● What you are asked to do:
Would you give all of the records again, exactly as they read?
____ Working data
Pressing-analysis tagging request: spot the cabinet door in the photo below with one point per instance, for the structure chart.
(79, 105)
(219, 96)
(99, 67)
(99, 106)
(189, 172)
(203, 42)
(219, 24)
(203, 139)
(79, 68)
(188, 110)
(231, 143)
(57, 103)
________
● Result of this exercise:
Pressing-analysis tagging request: spot the cabinet door in the photo below with one point per instance, for the structure chart.
(79, 105)
(219, 96)
(99, 67)
(99, 106)
(189, 172)
(203, 42)
(219, 24)
(203, 139)
(79, 68)
(188, 110)
(231, 143)
(57, 103)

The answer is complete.